* [WHAT YOU HAVE TO DO]: Rewrite everything from the line containing "Objective — one dot per instance of the green plant" down to the end of the listing as a Markdown table with two columns, Row and Line. Number each row and leave out any blank lines.

* [SUPPLIED MATERIAL]:
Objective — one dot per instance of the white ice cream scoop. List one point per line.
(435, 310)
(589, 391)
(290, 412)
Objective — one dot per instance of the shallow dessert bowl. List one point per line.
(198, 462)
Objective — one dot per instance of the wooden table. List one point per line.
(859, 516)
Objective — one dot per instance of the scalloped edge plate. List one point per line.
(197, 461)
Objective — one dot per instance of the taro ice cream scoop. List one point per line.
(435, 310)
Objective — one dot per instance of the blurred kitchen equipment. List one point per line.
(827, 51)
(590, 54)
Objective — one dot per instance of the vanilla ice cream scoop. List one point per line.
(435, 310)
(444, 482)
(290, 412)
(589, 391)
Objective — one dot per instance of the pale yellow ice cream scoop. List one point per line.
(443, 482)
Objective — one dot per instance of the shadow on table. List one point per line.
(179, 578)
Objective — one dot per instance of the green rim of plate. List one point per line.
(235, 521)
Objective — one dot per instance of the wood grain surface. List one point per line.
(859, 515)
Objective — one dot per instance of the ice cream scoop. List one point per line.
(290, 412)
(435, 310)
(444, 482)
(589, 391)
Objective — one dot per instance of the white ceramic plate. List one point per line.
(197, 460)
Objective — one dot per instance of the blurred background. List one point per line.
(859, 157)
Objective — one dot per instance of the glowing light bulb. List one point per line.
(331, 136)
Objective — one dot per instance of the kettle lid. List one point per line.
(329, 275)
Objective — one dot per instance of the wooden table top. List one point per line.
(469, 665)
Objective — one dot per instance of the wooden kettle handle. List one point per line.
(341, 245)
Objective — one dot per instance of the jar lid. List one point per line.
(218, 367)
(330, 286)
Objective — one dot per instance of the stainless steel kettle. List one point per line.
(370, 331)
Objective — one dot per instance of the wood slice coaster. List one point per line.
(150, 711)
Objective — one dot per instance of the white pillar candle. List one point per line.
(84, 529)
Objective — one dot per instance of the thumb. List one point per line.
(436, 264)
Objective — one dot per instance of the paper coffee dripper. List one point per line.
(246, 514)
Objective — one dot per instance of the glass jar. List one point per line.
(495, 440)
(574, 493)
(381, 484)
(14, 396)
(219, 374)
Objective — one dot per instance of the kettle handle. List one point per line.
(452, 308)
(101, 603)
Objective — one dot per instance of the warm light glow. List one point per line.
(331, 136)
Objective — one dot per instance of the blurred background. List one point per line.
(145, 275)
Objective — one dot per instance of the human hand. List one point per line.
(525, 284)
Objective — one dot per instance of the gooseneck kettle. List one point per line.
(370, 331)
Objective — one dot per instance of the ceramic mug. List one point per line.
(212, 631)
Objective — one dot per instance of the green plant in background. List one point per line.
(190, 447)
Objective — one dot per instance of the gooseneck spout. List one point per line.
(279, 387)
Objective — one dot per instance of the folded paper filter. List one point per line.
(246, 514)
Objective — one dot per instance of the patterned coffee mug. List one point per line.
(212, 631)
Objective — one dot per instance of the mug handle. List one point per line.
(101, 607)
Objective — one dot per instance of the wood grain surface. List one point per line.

* [CORRECT OUTPUT]:
| Row | Line |
|---|---|
| 1 | Objective — one dot per instance of the green plant in background. List one point per line. |
| 2 | (190, 447) |
| 3 | Objective — one dot per instance of the gooseneck spout. List one point per line. |
| 4 | (279, 387) |
| 5 | Objective — one dot per instance of the folded paper filter. List one point per line. |
| 6 | (246, 514) |
| 7 | Objective — one dot per instance of the patterned coffee mug. List one point per line. |
| 8 | (212, 631) |
| 9 | Objective — one dot per instance of the mug handle. List one point per line. |
| 10 | (101, 607) |
| 11 | Objective — one dot per instance of the wood grain surface. List one point per line. |